Skip to content
New issue

Have a question about this project? Sign up for a free GitHub account to open an issue and contact its maintainers and the community.

By clicking “Sign up for GitHub”, you agree to our terms of service and privacy statement. We’ll occasionally send you account related emails.

Already on GitHub? Sign in to your account

Support for variation-aware scheduler #517

Merged
merged 12 commits into from Oct 4, 2019
Merged

Conversation

@tpatki
Copy link
Member

tpatki commented Sep 20, 2019

Initial design for #514.

Needs extensive error checks and additional tests, but posting for early review and feedback. A simple example has been tested and verified.

Note: shall fix indentation, comments, etc in the final PR.

@tpatki tpatki requested review from dongahn and SteVwonder Sep 20, 2019
@tpatki tpatki force-pushed the tpatki:var_aware branch 3 times, most recently from 0570a14 to 046f831 Sep 20, 2019
@codecov-io

This comment has been minimized.

Copy link

codecov-io commented Sep 20, 2019

Codecov Report

Merging #517 into master will increase coverage by 0.14%.
The diff coverage is 86.2%.

Impacted file tree graph

@@            Coverage Diff             @@
##           master     #517      +/-   ##
==========================================
+ Coverage   76.23%   76.38%   +0.14%     
==========================================
  Files          58       59       +1     
  Lines        6165     6221      +56     
==========================================
+ Hits         4700     4752      +52     
- Misses       1465     1469       +4
Impacted Files Coverage Δ
resource/policies/dfu_match_policy_factory.cpp 100% <100%> (+28.57%) ⬆️
resource/utilities/resource-query.cpp 50.27% <100%> (+0.56%) ⬆️
resource/policies/dfu_match_policy_factory.hpp 100% <100%> (ø) ⬆️
resource/modules/resource_match.cpp 75.72% <100%> (+0.05%) ⬆️
resource/policies/dfu_match_var_aware.cpp 84% <84%> (ø)
resource/libjobspec/jobspec.cpp 85.6% <0%> (-1.14%) ⬇️
resource/policies/dfu_match_locality.cpp 4.54% <0%> (+4.54%) ⬆️

Continue to review full report at Codecov.

(DATA ROWS)

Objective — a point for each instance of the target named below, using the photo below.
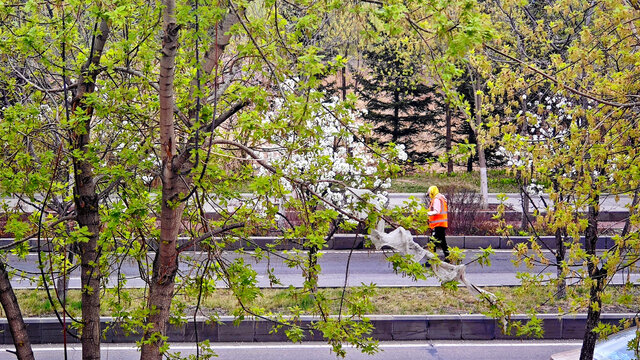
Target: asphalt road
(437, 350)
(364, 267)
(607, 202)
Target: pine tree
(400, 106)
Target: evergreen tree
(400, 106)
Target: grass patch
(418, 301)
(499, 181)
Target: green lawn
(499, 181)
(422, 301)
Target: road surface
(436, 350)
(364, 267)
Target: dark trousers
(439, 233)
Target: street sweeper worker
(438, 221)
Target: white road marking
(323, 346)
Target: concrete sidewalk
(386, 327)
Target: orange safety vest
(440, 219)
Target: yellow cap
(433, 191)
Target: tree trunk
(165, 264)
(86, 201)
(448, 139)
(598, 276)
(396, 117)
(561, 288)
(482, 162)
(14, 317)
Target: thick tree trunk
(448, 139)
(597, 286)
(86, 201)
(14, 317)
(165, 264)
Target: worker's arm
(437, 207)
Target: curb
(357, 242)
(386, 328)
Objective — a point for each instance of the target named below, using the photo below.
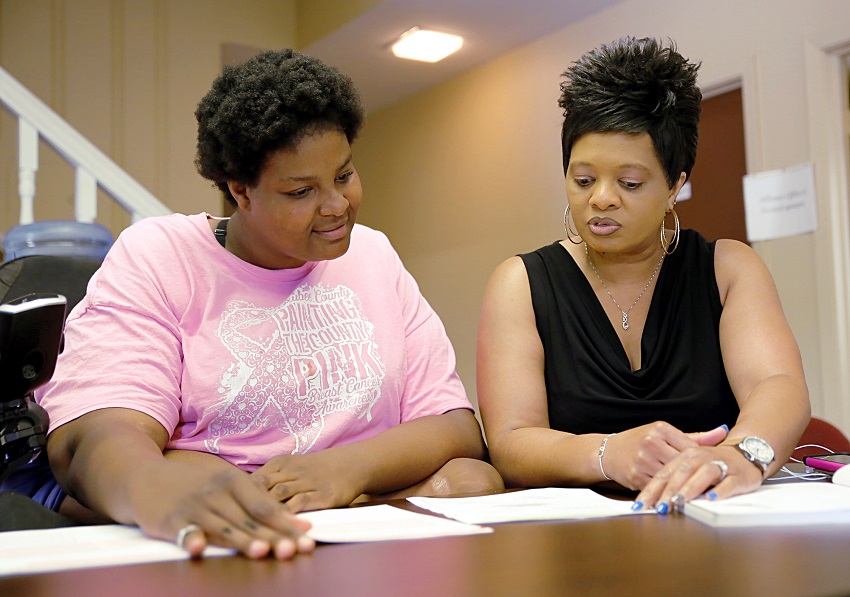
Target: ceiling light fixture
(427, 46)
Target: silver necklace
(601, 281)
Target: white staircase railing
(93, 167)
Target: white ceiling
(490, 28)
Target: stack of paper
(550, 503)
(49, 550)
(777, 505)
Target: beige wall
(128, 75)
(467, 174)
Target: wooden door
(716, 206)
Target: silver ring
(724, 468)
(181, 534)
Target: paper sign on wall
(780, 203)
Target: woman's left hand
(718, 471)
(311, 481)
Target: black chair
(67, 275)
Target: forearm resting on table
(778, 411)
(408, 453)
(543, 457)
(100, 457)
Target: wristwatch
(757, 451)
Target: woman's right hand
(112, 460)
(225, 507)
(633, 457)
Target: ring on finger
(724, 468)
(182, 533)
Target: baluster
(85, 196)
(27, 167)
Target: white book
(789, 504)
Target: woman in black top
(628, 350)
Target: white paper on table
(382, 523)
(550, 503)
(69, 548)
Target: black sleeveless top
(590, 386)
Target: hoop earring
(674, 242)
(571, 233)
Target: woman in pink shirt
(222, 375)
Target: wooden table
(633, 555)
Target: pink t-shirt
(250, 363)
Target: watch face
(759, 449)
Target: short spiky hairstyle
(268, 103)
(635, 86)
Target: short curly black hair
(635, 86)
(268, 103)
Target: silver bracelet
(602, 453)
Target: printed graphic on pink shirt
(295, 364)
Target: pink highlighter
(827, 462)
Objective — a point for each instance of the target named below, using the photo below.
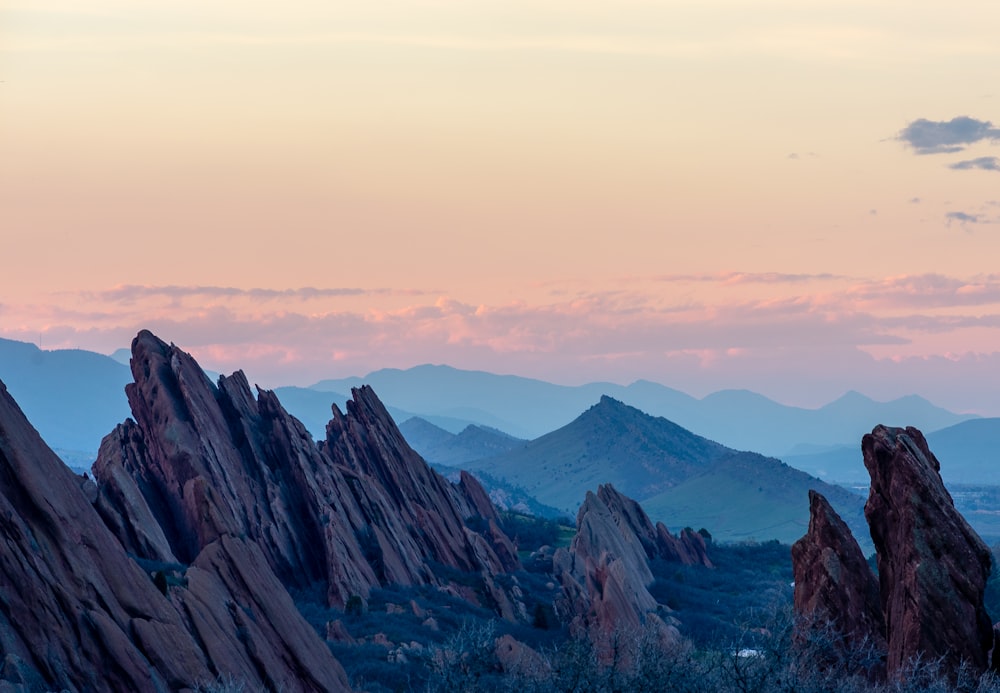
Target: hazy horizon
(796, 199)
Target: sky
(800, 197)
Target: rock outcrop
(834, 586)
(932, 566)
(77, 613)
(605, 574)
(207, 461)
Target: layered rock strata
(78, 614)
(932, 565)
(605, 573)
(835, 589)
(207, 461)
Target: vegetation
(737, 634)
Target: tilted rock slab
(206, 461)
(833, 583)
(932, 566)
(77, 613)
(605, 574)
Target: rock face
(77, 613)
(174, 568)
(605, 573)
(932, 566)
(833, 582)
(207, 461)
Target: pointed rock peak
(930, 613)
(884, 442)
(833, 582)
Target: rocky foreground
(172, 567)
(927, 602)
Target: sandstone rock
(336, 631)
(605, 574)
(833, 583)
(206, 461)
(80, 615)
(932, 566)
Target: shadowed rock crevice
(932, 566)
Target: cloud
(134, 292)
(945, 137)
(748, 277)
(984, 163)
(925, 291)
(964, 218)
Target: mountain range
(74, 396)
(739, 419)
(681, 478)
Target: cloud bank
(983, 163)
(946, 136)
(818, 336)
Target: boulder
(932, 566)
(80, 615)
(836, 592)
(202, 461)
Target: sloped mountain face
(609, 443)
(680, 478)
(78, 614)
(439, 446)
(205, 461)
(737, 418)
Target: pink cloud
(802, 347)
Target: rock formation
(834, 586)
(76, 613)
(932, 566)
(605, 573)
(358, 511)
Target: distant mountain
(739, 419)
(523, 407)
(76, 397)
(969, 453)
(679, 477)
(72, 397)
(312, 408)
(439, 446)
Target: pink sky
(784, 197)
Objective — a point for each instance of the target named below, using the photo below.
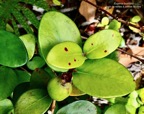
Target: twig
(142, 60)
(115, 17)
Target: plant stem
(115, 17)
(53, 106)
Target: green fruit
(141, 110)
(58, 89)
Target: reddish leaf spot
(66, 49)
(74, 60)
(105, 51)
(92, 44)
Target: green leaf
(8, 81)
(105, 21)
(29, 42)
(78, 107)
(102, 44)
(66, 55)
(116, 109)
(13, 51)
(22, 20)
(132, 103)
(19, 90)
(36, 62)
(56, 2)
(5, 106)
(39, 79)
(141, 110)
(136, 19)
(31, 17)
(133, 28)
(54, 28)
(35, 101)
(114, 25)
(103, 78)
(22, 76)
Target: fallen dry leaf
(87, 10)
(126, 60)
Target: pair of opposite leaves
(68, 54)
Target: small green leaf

(REQUIRED WORK)
**A.** In the pull request page for the variation-aware scheduler, could you write out the passage again from "Conversation" through "tested and verified.", putting "preliminary review" wherever "early review" appears?
**B.** What is the Spanish for this sentence from the variation-aware scheduler pull request page: "A simple example has been tested and verified."?
**C.** How might the pull request page for the variation-aware scheduler go on after its last line?

(WRITTEN RESPONSES)
**A.**
Conversation

@tpatki
Copy link
Member

tpatki commented Sep 20, 2019

Initial design for #514.

Needs extensive error checks and additional tests, but posting for preliminary review and feedback. A simple example has been tested and verified.

**B.** Se ha probado y verificado un ejemplo sencillo.

**C.**
Legend - Click here to learn more
Δ = absolute <relative> (impact), ø = not affected, ? = missing data
Powered by Codecov. Last update 64de044...8014d6f. Read the comment docs.

@dongahn

This comment has been minimized.

Copy link
Contributor

dongahn commented Sep 20, 2019

Thanks @tpatki!

I took a brief look at this looking at where your changes are inserted and and structures etc. This seems like a great start.

The only initial feedback is: at least for user visible names like the option argument for --match-policy of resource-query, I prefer variation instead of var_aware.

@dongahn

This comment has been minimized.

Copy link
Contributor

dongahn commented Sep 20, 2019

Also, now that I merged your set-/get-property support you can safely rebase.

@tpatki

This comment has been minimized.

Copy link
Member Author

tpatki commented Sep 20, 2019

Thanks @dongahn for the early feedback. I need to add more tests for (1) missing property values, (2) erroneous inputs where stoi fails, etc. I will change the name to variation instead of var_aware.

I also have the example from quartz that we had tested earlier, it has variation data on 2417 nodes with 5 performance classes and ~200 jobs from quartz queue. I also have a helper script that plots graphs and compares the lowest ID first, highest ID first and variation-aware algorithms for figure of merit.

Do you want me to add this quartz test as part of our production code or should I just commit it to a new local branch so we can work on analysis later?

@dongahn

This comment has been minimized.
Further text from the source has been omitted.